## [Prompt]
The records that follow are to be repeated exactly, without any pictures.

Data items:
+ + + + +

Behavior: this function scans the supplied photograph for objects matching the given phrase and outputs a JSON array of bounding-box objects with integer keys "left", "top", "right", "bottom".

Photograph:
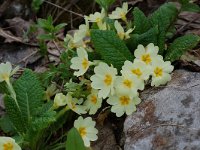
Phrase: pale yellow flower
[
  {"left": 107, "top": 94, "right": 141, "bottom": 117},
  {"left": 114, "top": 75, "right": 140, "bottom": 97},
  {"left": 114, "top": 20, "right": 133, "bottom": 40},
  {"left": 66, "top": 93, "right": 87, "bottom": 114},
  {"left": 0, "top": 136, "right": 21, "bottom": 150},
  {"left": 109, "top": 2, "right": 128, "bottom": 22},
  {"left": 151, "top": 57, "right": 174, "bottom": 87},
  {"left": 0, "top": 62, "right": 12, "bottom": 83},
  {"left": 134, "top": 43, "right": 160, "bottom": 65},
  {"left": 84, "top": 89, "right": 102, "bottom": 115},
  {"left": 121, "top": 60, "right": 151, "bottom": 89},
  {"left": 53, "top": 93, "right": 67, "bottom": 109},
  {"left": 90, "top": 62, "right": 117, "bottom": 99},
  {"left": 70, "top": 47, "right": 91, "bottom": 77},
  {"left": 74, "top": 116, "right": 98, "bottom": 147}
]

+ + + + +

## [Answer to the problem]
Behavior: this function scans the supplied photograph for objects matching the given phrase and outputs a JSON array of bounding-box objects with integer keys "left", "top", "right", "bottom".

Photograph:
Phrase: pale yellow flower
[
  {"left": 107, "top": 94, "right": 141, "bottom": 117},
  {"left": 114, "top": 75, "right": 140, "bottom": 97},
  {"left": 114, "top": 20, "right": 133, "bottom": 40},
  {"left": 66, "top": 93, "right": 87, "bottom": 114},
  {"left": 0, "top": 136, "right": 21, "bottom": 150},
  {"left": 109, "top": 2, "right": 128, "bottom": 22},
  {"left": 151, "top": 57, "right": 174, "bottom": 87},
  {"left": 0, "top": 62, "right": 12, "bottom": 83},
  {"left": 134, "top": 43, "right": 160, "bottom": 65},
  {"left": 84, "top": 89, "right": 102, "bottom": 115},
  {"left": 121, "top": 60, "right": 151, "bottom": 89},
  {"left": 53, "top": 93, "right": 67, "bottom": 109},
  {"left": 90, "top": 62, "right": 117, "bottom": 99},
  {"left": 70, "top": 47, "right": 91, "bottom": 77},
  {"left": 74, "top": 116, "right": 98, "bottom": 147}
]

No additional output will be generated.